(Excerpt provided)

It is important to “get the anger out” before trying to take the step of eliminating anger. If you try prematurely to get above anger, so that you become an even sweeter person, it will cause grave illness and will not make you a holier person. Anger that isn’t being dealt with can come out in strange ways. To direct one’s anger outward instead of at oneself can take years of work on oneself, and is not done in a month. The person’s ego must also be structurally sound enough to deal with intense painful emotions. Someone who has not dealt with their anger can be like a ticking time bomb. 

I am not suggesting that a person try to vent their anger in a situation of jeopardy. Let the tough guys go on being the manly men who they are. If you in your own mind acknowledge that you’re angry, it is good enough, and it is none of anyone’s business. Nor am I suggesting that you become the bullying person like the one who caused you to get sickened. The world has enough aggressors without adding another one. 

When the step is taken of redirecting anger outward, it can create a rude person, unless a number of strategies are used to vent the anger without becoming an ogre. When angered or upset, I give myself a time out. I also try to refrain from speaking except perhaps to communicate that I am going in another room. During the time out, I allow myself to calm down and get over the anger. Then my thoughts become clearer and less polarized. At this point, I try to stop blaming anyone for being the cause of my anger. Other people do not create your anger—you do it to yourself. Blaming another person for your emotions is dysfunctional. 

When I tried to quit Zyprexa and replace it with another medication, a few years back, it nearly made my wife move out. My behavior was rude and disagreeable, and I lost the insight that would have told me how I was acting and how others were reacting. Despite the side effects of Zyprexa which include metabolic syndrome, (a serious health risk), I am stuck taking that medication; for now the usefulness of it is irreplaceable for me. I try to compensate by watching what I eat. Unfortunately, most atypical antipsychotic medications have the same deleterious side effect. One hopes that the drug companies will come out with something better. 

I get stressed out sometimes by situations that would not affect most people. I have learned to simply let my wife do many things on her own, and leave me out of them. She doesn’t always like this. Yet the alternative is to put me in situations I wasn’t built for. Grocery shopping is one of my problem areas. I experienced a very traumatic event when I worked at a grocery store at age nineteen. That might be the reason why I can’t tolerate grocery stores, or there is some other factor that I am unaware of. We get some of our food at a drugstore rather than at a supermarket, and this is a help.

(End Excerpt provided)
(Provided records)

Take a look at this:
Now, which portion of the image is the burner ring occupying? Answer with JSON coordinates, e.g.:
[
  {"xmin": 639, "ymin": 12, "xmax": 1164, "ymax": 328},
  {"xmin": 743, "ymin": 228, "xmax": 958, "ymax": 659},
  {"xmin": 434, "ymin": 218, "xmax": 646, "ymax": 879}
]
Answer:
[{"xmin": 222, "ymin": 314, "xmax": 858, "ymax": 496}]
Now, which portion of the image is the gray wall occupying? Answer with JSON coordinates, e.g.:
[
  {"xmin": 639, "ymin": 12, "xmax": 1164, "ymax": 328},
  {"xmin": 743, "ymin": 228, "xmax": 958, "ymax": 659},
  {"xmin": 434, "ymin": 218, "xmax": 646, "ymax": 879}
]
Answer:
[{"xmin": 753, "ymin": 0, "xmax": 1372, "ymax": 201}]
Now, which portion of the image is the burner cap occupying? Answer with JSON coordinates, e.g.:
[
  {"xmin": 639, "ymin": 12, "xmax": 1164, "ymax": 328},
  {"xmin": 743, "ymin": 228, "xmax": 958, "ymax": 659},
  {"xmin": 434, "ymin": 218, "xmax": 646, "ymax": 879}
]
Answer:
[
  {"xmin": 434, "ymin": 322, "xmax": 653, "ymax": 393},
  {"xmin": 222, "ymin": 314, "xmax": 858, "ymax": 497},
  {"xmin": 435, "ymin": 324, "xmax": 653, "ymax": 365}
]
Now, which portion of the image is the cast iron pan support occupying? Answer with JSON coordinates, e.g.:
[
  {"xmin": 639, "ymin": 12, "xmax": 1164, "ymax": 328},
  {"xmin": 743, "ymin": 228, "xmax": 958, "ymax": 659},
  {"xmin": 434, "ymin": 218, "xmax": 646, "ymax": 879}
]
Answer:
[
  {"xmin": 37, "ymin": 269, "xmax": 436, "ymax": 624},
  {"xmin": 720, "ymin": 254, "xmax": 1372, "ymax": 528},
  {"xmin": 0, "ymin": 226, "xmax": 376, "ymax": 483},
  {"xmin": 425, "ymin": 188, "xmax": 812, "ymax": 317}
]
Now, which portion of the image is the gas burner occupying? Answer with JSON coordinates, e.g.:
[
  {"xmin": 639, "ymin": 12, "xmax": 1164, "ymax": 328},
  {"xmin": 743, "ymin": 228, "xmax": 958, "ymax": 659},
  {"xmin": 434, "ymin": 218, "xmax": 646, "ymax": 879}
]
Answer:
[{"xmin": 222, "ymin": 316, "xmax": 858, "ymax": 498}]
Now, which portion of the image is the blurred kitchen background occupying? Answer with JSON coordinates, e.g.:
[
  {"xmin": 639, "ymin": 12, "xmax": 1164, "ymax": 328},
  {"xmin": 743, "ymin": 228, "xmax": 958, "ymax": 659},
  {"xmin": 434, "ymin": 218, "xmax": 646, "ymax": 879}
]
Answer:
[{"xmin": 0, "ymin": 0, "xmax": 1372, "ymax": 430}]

(End Provided records)

▶ [Complete the following]:
1) Reproduce the passage on anger word for word, beginning at "I get stressed" and stopping after "this is a help.".
2) In the passage on anger, what medication does the writer say they are stuck taking despite its side effects?
3) Extend the passage on anger past its final sentence.
Nothing in the rows is needed here.

▶ [Answer set]:
1)
I get stressed out sometimes by situations that would not affect most people. I have learned to simply let my wife do many things on her own, and leave me out of them. She doesn’t always like this. Yet the alternative is to put me in situations I wasn’t built for. Grocery shopping is one of my problem areas. I experienced a very traumatic event when I worked at a grocery store at age nineteen. That might be the reason why I can’t tolerate grocery stores, or there is some other factor that I am unaware of. We get some of our food at a drugstore rather than at a supermarket, and this is a help.

2) Zyprexa.

3)
If a person at all times acts nice and sweet, it does not necessarily indicate that anger isn’t present. That person might be trying to live up to a religious or philosophical ethic that values non aggression. Or, that person could have been severely punished for acting angry, and is terrified to express such an emotion. It is not a reasonable guideline to expect oneself or another person never to be angry. It is an emotion given to us by evolution for the purpose of self-protection. Fear is another emotion that helped our ancestors survive and bring us into existence. These emotions are deeply ingrained. I would be suspicious of anyone who claims they are without these emotions. 

It takes work to know if a person’s anger is due to issues or if it is due to the presence of a chemical imbalance. If someone’s anger seems excessive and not in proportion to the issue that it is about, it might indicate that medication, if not present, should be used. If the person is already on medication, and the anger seems excessive, the medication may need to be bumped up a bit. Yet, the mere presence of anger need not be attributed to there being something “wrong” with a person; it is a normal human emotion. 

The goal, then, is to direct the fear and anger toward positive acts that benefit us all. One doesn’t need to bully others in the name of expressing feelings. With practice, bottled up feelings can be vented without needing to victimize anyone in the process. And if someone’s anger seems out of proportion and out of control, it could be a medical issue.